▶ _Passage to read_

_ _ _

8. OSD module (`osd.py`)

The osd.py module implements a specialized Ordered Statistics Decoding (OSD) layer on top of punctured RM codes. It is used in two ways: 1. as a stand‑alone decoder (osd1, osd2, osd3 strategies in decoders.py), and 2. as a local refinement around beam/RPA solutions (e.g. beam-osd1, or the OSD‑L1 refinement inside "rpa-adv").

It is depth‑aware: when two candidates have the same Hamming distance, it uses the T‑depth estimator from rmcore to break ties in favor of shallower odd sets.

8.1 Bit packing helpers

The module works with both integer and list representations of punctured words, so it includes small helpers for moving between them:

_bits_to_int_le(bits) packs a list of bits [b0, b1, ..., b_{L-1}] into an integer with bit i at position i.
_int_to_bits_le(x, L) unpacks an integer into a length‑L list of bits in the same little‑endian convention.
_pack_bits_le(bits) packs a list of bits into a bytes object, again little‑endian by bit position and containing (L+7)//8 bytes. This is used when calling rmcore.tdepth_from_punctured on the residual odd set.

These conventions match what the C++ core and the rest of the Python library use, so you can reuse these helpers elsewhere if needed.

8.2 Building generator rows and columns

OSD needs both row‑wise and column‑wise views of the generator matrix.

_rows_int(n, r) simply calls rm_cache.get_rows(n, r) and returns a list of K row integers, each with L bits representing the punctured RM generator matrix \(G\) for \(\mathrm{RM}(r,n)^*\).

_monoms(n, r) returns the corresponding list of monomial masks in the same order, via rm_cache.get_monom_list.

_columns_from_rows(rows, L, K) converts the row‑oriented generator into a list of column vectors:

each column is an integer with K bits, one bit per row,
column j’s bit i is 1 exactly when rows[i] has bit j set. This column view is central for selecting information sets and for doing the linear algebra over \(\mathbb{F}_2\) that OSD needs.

8.3 Information set selection

The function _select_info_set(w_bits, c_bits, n, r, rows, cols) is responsible for choosing an information set: a set of K columns that are linearly independent and “reliable” with respect to the received word and a baseline codeword.

For each column index j, a reliability triple is computed:

agree = 1 if w_bits[j] == c_bits[j], 0 otherwise;
tiew = _column_weight_by_mask_weight(n, r, j), a monotone heuristic derived from the Hamming weight of the mask m = j+1 and the RM order r;
-j as a small tie‑breaker favoring lower indices.

_ _ _

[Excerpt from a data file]
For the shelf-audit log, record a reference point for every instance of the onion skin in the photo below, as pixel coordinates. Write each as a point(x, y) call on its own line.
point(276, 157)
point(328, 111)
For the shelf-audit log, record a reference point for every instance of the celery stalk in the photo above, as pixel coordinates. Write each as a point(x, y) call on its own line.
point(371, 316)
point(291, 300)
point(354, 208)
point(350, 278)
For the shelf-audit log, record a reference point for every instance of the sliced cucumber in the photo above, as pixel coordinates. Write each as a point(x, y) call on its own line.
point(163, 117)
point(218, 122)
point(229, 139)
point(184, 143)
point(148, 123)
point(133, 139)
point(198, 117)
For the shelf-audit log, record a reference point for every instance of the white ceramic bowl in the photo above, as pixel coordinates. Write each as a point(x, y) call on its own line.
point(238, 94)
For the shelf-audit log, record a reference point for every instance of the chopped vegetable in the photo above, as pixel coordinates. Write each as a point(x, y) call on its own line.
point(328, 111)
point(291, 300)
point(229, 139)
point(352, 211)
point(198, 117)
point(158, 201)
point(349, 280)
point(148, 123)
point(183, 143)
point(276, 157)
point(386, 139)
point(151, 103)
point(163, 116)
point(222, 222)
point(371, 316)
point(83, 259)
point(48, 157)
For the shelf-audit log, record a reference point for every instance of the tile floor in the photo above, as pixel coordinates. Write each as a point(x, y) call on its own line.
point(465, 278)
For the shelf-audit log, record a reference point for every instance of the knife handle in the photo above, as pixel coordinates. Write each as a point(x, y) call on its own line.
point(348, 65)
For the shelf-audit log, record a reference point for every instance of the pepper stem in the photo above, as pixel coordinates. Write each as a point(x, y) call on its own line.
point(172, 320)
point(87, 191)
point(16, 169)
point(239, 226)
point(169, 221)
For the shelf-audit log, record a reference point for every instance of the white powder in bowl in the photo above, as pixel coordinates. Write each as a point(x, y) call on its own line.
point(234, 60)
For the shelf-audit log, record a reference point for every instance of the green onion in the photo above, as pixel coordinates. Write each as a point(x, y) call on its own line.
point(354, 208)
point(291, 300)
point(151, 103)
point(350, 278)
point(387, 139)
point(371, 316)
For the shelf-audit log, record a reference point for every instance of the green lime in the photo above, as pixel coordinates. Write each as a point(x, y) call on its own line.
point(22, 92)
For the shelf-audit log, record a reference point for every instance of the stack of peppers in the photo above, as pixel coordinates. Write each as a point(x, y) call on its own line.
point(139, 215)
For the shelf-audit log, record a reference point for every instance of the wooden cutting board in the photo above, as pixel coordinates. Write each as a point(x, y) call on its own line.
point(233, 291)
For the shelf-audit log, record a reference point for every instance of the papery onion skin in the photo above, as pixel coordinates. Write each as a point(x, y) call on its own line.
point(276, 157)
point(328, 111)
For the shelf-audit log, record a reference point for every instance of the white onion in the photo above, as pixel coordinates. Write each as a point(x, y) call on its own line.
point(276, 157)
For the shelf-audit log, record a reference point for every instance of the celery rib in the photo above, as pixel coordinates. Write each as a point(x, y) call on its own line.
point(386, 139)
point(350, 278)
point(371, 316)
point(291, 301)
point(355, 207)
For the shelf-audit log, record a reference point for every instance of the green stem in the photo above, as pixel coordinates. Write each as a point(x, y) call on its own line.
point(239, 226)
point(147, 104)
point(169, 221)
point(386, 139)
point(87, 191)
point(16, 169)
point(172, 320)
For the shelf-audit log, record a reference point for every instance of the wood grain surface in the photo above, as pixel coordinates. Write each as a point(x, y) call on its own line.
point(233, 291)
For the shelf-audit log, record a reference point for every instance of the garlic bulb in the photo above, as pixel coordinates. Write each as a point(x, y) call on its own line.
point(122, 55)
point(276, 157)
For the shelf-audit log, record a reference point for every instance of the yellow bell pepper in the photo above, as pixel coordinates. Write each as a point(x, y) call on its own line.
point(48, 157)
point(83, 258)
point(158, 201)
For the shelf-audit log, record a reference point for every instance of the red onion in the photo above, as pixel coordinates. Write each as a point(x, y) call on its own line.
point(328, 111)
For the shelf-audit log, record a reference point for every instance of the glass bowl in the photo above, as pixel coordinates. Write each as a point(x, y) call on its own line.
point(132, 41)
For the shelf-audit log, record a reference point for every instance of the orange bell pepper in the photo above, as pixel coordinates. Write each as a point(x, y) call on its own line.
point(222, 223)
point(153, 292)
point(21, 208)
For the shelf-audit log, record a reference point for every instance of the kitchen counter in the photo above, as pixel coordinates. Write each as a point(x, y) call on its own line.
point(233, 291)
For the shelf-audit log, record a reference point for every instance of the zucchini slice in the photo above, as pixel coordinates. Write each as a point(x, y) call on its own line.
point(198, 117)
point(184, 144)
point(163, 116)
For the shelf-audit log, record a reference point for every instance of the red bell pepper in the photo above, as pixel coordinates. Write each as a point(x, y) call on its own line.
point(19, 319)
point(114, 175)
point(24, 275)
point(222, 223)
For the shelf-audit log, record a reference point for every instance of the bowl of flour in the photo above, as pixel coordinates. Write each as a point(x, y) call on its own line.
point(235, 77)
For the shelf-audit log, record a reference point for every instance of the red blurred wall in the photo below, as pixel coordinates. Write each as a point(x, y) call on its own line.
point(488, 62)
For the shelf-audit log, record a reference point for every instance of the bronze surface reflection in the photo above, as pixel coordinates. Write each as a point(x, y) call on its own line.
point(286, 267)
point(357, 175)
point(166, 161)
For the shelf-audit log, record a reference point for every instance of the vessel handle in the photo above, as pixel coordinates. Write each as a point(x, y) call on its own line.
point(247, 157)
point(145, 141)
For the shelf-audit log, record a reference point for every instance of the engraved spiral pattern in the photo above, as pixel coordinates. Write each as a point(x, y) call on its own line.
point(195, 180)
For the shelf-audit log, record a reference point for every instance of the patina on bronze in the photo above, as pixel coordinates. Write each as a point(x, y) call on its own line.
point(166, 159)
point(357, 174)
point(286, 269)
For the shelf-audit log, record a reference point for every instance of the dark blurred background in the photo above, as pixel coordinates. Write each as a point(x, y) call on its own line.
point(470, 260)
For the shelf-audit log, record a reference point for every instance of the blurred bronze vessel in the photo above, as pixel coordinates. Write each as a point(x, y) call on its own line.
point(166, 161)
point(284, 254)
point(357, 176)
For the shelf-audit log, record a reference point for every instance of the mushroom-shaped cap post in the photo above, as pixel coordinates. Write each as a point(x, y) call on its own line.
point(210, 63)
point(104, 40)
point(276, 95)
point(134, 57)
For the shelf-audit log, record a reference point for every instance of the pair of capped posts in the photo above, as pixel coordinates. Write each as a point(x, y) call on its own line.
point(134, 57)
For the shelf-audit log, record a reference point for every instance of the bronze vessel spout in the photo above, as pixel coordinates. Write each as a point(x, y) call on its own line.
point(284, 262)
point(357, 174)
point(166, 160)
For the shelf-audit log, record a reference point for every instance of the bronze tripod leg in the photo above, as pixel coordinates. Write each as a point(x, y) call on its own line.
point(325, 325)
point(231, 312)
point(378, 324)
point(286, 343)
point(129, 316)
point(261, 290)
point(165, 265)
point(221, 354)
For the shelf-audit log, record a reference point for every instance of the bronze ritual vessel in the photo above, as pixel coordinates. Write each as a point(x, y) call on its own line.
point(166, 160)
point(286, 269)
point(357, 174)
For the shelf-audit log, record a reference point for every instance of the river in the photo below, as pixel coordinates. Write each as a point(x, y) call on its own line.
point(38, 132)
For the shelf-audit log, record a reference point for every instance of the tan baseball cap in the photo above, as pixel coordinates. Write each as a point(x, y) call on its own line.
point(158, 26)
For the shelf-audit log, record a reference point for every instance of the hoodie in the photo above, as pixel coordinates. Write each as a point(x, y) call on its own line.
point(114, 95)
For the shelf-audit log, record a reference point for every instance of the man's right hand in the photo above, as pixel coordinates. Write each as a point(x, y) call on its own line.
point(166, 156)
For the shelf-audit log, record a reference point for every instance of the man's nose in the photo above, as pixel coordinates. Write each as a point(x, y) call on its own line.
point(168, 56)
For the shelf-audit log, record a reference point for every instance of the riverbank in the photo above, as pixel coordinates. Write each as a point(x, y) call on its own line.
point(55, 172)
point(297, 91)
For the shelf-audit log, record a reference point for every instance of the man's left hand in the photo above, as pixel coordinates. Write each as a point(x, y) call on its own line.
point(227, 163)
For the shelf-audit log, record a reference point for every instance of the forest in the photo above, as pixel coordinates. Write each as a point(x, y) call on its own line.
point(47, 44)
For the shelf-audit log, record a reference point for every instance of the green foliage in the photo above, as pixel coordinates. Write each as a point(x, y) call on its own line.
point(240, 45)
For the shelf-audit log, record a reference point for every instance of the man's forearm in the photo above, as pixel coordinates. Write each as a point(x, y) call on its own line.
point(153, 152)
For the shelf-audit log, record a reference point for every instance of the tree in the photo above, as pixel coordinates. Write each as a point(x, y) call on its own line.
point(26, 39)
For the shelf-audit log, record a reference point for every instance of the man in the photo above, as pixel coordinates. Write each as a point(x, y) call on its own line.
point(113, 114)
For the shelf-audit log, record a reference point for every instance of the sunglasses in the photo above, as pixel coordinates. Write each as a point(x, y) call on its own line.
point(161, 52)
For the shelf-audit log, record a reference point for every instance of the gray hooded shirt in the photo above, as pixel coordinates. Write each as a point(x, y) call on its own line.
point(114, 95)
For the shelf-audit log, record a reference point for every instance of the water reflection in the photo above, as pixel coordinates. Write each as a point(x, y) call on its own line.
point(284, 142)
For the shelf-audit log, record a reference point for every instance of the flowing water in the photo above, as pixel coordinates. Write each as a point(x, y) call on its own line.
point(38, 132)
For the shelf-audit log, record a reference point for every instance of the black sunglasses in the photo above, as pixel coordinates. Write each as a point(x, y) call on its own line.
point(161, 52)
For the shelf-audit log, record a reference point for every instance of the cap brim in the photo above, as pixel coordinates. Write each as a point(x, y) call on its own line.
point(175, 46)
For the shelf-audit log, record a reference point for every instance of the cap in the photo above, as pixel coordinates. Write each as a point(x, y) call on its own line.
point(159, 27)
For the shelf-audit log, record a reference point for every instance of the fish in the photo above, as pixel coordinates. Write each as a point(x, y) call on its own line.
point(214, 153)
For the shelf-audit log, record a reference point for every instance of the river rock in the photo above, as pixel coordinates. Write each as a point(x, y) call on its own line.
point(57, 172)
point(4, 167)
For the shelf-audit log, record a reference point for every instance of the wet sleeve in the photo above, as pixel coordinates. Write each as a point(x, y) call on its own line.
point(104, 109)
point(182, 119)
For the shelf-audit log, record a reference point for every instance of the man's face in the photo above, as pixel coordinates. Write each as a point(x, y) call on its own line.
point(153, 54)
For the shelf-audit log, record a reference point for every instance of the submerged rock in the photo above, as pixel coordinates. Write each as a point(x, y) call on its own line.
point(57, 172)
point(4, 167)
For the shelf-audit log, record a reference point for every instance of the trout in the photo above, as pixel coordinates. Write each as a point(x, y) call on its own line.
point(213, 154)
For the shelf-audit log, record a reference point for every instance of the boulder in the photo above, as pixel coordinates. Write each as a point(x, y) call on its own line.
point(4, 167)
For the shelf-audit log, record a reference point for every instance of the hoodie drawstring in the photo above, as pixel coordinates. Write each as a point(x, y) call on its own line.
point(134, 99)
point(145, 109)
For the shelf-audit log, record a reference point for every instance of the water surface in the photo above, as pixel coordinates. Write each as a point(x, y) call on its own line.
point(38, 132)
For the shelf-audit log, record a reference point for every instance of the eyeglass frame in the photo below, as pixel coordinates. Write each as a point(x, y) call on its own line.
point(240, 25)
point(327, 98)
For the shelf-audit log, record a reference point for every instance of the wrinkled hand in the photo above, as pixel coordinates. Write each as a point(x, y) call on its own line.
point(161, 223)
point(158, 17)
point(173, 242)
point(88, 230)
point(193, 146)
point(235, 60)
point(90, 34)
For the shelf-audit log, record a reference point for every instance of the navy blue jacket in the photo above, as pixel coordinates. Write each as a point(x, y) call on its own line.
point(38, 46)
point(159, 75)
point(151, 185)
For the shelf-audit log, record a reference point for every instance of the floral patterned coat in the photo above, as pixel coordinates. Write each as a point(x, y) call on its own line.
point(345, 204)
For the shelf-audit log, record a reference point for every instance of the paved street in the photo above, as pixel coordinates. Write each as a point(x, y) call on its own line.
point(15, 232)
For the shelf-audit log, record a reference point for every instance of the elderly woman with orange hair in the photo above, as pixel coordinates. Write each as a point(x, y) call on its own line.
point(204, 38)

_ _ _

▶ _Stated goal A_
Answer these from the OSD module documentation:
(i) What does the module use to break ties when two candidates have the same Hamming distance?
(ii) How many bytes does the object returned by _pack_bits_le contain?
(iii) In the reliability triple, what serves as the small tie-breaker, and which indices does it favor?
▶ _Stated goal B_
Write out word for word the part of the OSD module documentation starting at "It is depth‑aware: when" and ending at "residual odd set.".
The entries play no part in what is asked here and can be left aside.

▶ _Right answer A_
(i) The T‑depth estimator from rmcore, favoring shallower odd sets.
(ii) (L+7)//8 bytes.
(iii) -j, favoring lower indices.

▶ _Right answer B_
It is depth‑aware: when two candidates have the same Hamming distance, it uses the T‑depth estimator from rmcore to break ties in favor of shallower odd sets.

8.1 Bit packing helpers

The module works with both integer and list representations of punctured words, so it includes small helpers for moving between them:

_bits_to_int_le(bits) packs a list of bits [b0, b1, ..., b_{L-1}] into an integer with bit i at position i.
_int_to_bits_le(x, L) unpacks an integer into a length‑L list of bits in the same little‑endian convention.
_pack_bits_le(bits) packs a list of bits into a bytes object, again little‑endian by bit position and containing (L+7)//8 bytes. This is used when calling rmcore.tdepth_from_punctured on the residual odd set.